--- SET TASK ---
Without the pictures, write out all the lines below exactly as they appear.

--- MATERIAL SUPPLIED ---
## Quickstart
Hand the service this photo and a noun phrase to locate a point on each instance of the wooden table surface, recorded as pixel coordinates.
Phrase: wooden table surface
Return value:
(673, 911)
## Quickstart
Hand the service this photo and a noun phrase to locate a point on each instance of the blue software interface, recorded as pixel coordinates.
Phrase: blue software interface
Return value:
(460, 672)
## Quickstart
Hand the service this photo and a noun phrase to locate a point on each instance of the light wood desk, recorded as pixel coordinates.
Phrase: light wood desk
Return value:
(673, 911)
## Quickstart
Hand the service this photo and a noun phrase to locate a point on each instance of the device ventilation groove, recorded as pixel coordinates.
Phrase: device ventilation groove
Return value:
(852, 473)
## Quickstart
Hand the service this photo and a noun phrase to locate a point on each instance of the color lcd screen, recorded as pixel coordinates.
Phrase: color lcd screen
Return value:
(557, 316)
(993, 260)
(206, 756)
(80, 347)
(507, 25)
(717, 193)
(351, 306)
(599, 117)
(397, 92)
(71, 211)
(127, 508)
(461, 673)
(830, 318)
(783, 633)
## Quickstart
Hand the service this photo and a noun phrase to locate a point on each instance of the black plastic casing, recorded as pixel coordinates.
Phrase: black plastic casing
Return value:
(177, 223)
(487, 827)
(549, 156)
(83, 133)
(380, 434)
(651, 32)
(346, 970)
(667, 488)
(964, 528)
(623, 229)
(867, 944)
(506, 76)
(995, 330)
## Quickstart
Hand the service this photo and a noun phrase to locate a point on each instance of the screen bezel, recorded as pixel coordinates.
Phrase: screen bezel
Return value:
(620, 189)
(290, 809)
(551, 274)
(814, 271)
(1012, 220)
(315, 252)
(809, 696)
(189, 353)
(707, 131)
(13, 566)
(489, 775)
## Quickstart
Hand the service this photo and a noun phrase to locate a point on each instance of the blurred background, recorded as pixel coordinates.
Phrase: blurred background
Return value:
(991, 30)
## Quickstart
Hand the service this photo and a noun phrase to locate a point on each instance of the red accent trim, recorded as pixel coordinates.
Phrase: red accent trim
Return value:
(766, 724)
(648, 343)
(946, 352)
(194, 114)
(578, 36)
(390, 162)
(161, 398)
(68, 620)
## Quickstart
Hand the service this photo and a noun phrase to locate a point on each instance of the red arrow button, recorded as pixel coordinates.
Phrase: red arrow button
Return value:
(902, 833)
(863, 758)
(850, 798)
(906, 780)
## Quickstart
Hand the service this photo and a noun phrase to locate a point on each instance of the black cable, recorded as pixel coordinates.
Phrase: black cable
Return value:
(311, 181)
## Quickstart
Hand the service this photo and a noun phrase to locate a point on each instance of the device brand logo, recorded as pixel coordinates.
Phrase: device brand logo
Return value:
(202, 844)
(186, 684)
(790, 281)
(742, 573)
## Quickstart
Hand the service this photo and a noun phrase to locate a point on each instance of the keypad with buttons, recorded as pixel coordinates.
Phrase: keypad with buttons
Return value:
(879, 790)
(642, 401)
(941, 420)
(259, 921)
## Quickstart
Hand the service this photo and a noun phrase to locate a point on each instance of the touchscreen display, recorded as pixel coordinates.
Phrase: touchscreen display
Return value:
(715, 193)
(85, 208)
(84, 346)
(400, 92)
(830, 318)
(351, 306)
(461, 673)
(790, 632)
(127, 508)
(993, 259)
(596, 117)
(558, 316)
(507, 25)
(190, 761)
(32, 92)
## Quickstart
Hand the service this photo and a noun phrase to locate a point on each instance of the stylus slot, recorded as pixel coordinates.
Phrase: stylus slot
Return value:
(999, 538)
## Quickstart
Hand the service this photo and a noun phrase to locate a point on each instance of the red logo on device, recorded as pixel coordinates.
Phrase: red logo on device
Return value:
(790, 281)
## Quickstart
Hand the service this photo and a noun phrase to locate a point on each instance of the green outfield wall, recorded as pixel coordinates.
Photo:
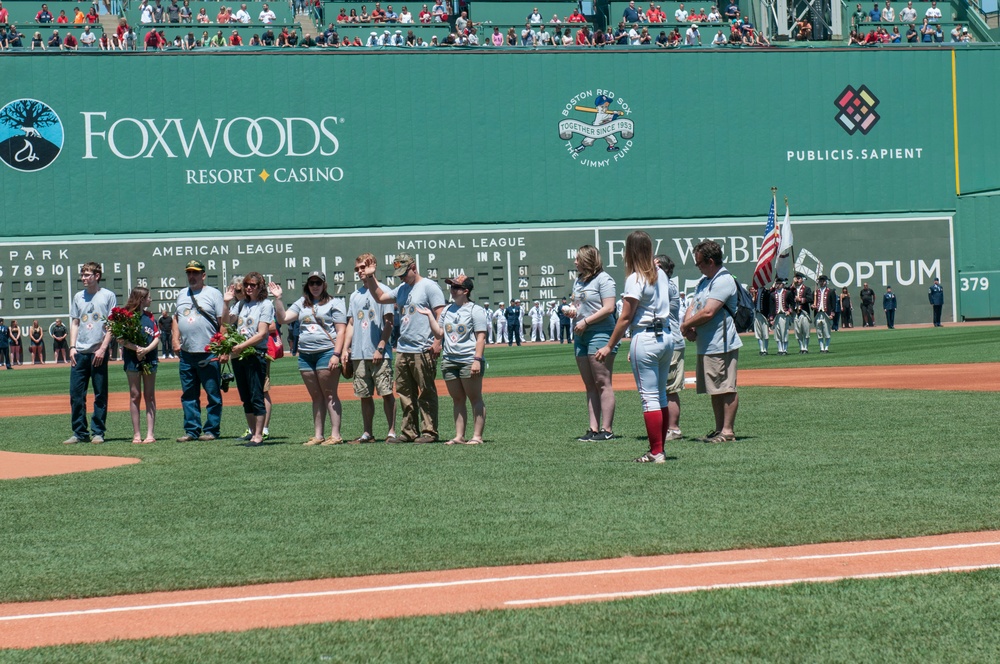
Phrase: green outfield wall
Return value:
(269, 159)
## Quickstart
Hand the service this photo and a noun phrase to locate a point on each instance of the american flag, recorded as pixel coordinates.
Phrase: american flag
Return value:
(765, 262)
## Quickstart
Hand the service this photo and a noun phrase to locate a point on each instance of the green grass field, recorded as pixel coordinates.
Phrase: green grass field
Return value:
(810, 466)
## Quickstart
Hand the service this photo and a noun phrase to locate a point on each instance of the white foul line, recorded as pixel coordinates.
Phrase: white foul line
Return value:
(747, 584)
(503, 579)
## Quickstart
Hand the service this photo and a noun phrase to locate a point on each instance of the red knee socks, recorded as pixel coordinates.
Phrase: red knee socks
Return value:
(654, 429)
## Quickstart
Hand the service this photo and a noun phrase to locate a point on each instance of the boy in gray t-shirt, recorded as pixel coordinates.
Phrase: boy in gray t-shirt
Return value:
(89, 339)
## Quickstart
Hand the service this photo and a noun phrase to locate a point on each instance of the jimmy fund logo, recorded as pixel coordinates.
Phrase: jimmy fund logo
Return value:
(31, 135)
(604, 121)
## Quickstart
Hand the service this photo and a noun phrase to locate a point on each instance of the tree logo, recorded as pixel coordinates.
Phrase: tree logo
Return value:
(31, 135)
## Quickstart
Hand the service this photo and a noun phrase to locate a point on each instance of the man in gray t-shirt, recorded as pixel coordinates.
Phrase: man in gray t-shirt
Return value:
(417, 349)
(196, 319)
(708, 321)
(89, 339)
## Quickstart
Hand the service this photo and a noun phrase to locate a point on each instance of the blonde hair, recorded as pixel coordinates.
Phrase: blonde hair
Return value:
(588, 262)
(639, 256)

--- OUTPUT ---
## Quickstart
Hand the service this photo and a noun phrase to locate a point on each instance of the wooden table surface, recorded as pixel coordinates.
Phrase: wooden table surface
Return value:
(673, 911)
## Quickstart
Hand the service this photo and a noun phrase to locate a point on each instance of the blue software interface, recorded as pixel coordinates.
Phrase: blue software interface
Return value:
(460, 672)
## Quickstart
Hand the service this photo and a noun phrase to locate a point on each instance of the light wood desk, recorded as pixel coordinates.
Phrase: light wood desk
Return value:
(673, 911)
## Quickstart
Hand the service this photo and a noun phrase to locate a point on each instance of the device ventilation groove, recorded as pixel coordinates.
Phrase: device ventilation groove
Return value:
(852, 473)
## Quickstart
Hand the service this photo and a noun phrase to locate a point on each instance of the color lcd screen, recorded as pixel coordinates.
Phrase: color lcd screen
Return value:
(557, 316)
(993, 260)
(206, 756)
(80, 347)
(507, 25)
(717, 193)
(351, 306)
(599, 117)
(397, 92)
(71, 211)
(127, 508)
(461, 673)
(830, 318)
(783, 633)
## Quickstart
Hand the service this photo and a noun phrase to locate a point on each instance of the black plastic casing, recorded as pixel coordinates.
Phrase: black plastic casing
Return value:
(177, 223)
(487, 827)
(549, 156)
(83, 133)
(380, 434)
(651, 32)
(346, 970)
(667, 488)
(964, 528)
(623, 229)
(867, 944)
(506, 76)
(995, 330)
## Quickstart
Hand the service this photo and a noun phrase to locate a point on each instance of the screen bezel, recorded as pixel coordinates.
Phrase: screen bezel
Return value:
(620, 189)
(290, 809)
(551, 274)
(814, 271)
(1012, 220)
(315, 252)
(809, 696)
(189, 353)
(707, 131)
(13, 566)
(489, 775)
## Quickstart
Hand the service this photo and a noun phrase to locate a point on each instance of the blurred background, recorded as pixel coordinates.
Phrase: blurred background
Return value:
(991, 30)
## Quickstart
Hand the service this photo and a noun phrase to locate a point on each instance of the red accent trim, recorded as pixel coordinates.
Phrase: red accent trim
Return value:
(766, 724)
(648, 343)
(946, 352)
(194, 114)
(578, 36)
(390, 162)
(161, 398)
(68, 620)
## Quickstart
Hand the service this photo and a noun phrase to locate a point on each instance of the red arrow button, recorded as pixel coordinates.
Phrase: red arrow button
Return value:
(902, 833)
(863, 758)
(850, 798)
(906, 780)
## Quickstart
Hand the service this photo and a noun phrase to locate a point on each instance of the black cable, recorded as pixel coordinates.
Phrase: black cable
Return value:
(311, 181)
## Quickstart
Hand the service this photo and a noun phrase to locate a point on each instance of the device brand logo, recorded as pixel coordinates.
Phrase: device brand logo
Return value:
(202, 844)
(186, 684)
(790, 281)
(742, 573)
## Quickstart
Hand the service this photo and a noun phrase to locate a point on each instance of the keypad with buttons, recorded as pixel coordinates.
Phrase: keypad with buttons
Return value:
(879, 790)
(642, 401)
(941, 420)
(259, 921)
## Quickstart
Hand the service this photo and a noun phrase to locate a point on each instance of the touchscreen display, recorded as pixel coordinates.
Phrase: touchscreen display
Return value:
(715, 193)
(85, 208)
(84, 346)
(400, 92)
(830, 318)
(351, 306)
(461, 673)
(790, 632)
(127, 508)
(993, 259)
(596, 117)
(558, 316)
(507, 25)
(190, 761)
(32, 92)
## Quickstart
Hand the service this photo and a noun phrase to locate a point on each instance of the stylus slot, recorded as pixel coordinates.
Phrase: stylus slot
Return value:
(999, 538)
## Quickstart
Hand the service this photo and a noun phrase to locate a point on each instance of the red logo on device, recorded as pixel coordinates.
Phrase: red logo on device
Return value:
(790, 281)
## Quickstart
Hand the service this photo and a noun phrase to locate a point on each instance of the green outfield wall, recorded as pixel coordinates.
Photo:
Phrase: green outfield wall
Return value:
(269, 159)
## Quickstart
Hand the service this photo and a noun phrase to locate a point on each instance of the american flag, recorded as pixel coordinates.
Phrase: american flag
Return value:
(765, 262)
## Quickstart
Hand the service this photo and a noun phrase to locate a point on each instance of the green grass field, recorded as pixel coordinates.
Phrase: green grass field
Return value:
(810, 466)
## Quickstart
Hand the service this photo and a noun phrase to locate a point on each instance of the white foul line, recorded as pixel coordinates.
Phrase: white foul line
Return value:
(747, 584)
(503, 579)
## Quickstart
Hand the service this photo and a noun phrase to locate a point on each instance of the red knee socks, recorded as pixel coordinates.
Phrase: red knee socks
Return value:
(654, 429)
## Quickstart
Hand the service this photo and a noun phrase to locate a point on each instance of the boy in gray t-shirt, recorded as pixel coordinates.
Phrase: boy in gray t-shirt
Return value:
(89, 339)
## Quickstart
Hand the service this photo and a noun phrase to locate a point on each instance of the jimmy fund logo, recorded as pixel coordinates.
Phrase: jimmy fund logo
Return value:
(31, 135)
(604, 121)
## Quickstart
Hand the service this photo and a noun phrase to locate a point on each instance of the tree logo, recorded as pixel coordinates.
Phrase: tree logo
Return value:
(31, 135)
## Quickstart
Hand the service this photo and a noun phrase to locate a point on each instance of the man in gray t-shirt, recorded as pixel coordinates.
Phrase: man in gray t-shirt
Return value:
(417, 349)
(196, 319)
(708, 321)
(89, 339)
## Quickstart
Hand the service this photo and a noun phrase to locate a point on each instance of the blonde hair, recorded as pixel coordinates.
Phrase: blonde hair
Return value:
(588, 262)
(639, 256)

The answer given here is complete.